§ DOCUMENT SECTION
════════════════════

DO choose appliances that vent their fumes to
the outside whenever possible, have them
properly installed, and maintain them according
to manufacturers' instructions.

DO read and follow all of the instructions that
accompany any fuel-burning device. If you
cannot avoid using an unvented gas or
kerosene space heater, carefully follow the
cautions that come with the device. Use the
proper fuel and keep doors to the rest of the
house open. Crack a window to ensure enough
air for ventilation and proper fuel-burning.

DO call EPA's IAQ INFO Clearinghouse (1-800-
438-4318) or the Consumer Product Safety
Commission (1-800-638-2772) for more
information on how to reduce your risks from
CO and other combustion gases and particles.

DON'T idle the car in a garage - even if the
garage door to the outside is open. Fumes can
build up very quickly in the garage and living
area of your home.

DON'T use a gas oven to heat your home, even
for a short time.

DON'T ever use a charcoal grill indoors - even
in a fireplace.

DON'T sleep in any room with an unvented gas
or kerosene space heater.

DON'T use any gasoline-powered engines
(mowers, weed trimmers, snow blowers, chain
saws, small engines or generators) in enclosed
spaces.

════════════════════

§ DATA TO EXAMINE
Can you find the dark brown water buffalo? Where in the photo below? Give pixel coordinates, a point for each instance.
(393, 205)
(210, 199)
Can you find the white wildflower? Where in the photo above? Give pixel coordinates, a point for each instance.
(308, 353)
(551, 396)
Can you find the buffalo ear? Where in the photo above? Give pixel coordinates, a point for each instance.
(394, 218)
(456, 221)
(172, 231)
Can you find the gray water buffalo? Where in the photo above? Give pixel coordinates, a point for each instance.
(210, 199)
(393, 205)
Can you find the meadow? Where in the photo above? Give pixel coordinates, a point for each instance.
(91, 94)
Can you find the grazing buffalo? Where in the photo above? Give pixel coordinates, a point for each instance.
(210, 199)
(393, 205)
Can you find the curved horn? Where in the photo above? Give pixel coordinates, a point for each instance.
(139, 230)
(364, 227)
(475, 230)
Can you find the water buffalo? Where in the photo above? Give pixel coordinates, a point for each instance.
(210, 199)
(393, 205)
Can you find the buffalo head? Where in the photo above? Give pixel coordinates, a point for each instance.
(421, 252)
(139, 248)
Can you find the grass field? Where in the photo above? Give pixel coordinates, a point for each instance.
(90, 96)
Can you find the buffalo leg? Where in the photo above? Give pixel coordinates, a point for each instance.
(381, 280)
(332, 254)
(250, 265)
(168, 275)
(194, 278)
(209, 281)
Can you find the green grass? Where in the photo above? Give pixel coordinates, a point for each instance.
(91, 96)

════════════════════

§ REQUIREMENT 1
What phone number do the safety tips above give for the Consumer Product Safety Commission?
§ REQUIREMENT 2
For each statement, say whether it agrees with the safety tips above, and quote the words from them that decide it. (a) A gas oven may be used to heat a home for a short time. (b) Someone who cannot avoid using an unvented space heater should crack a window. (c) Idling a car in a garage is acceptable if the garage door to the outside is open.

§ WRITTEN SOLUTION 1
1-800-638-2772

§ WRITTEN SOLUTION 2
(a) No: "DON'T use a gas oven to heat your home, even for a short time."
(b) Yes: "Crack a window to ensure enough air for ventilation and proper fuel-burning."
(c) No: "DON'T idle the car in a garage - even if the garage door to the outside is open."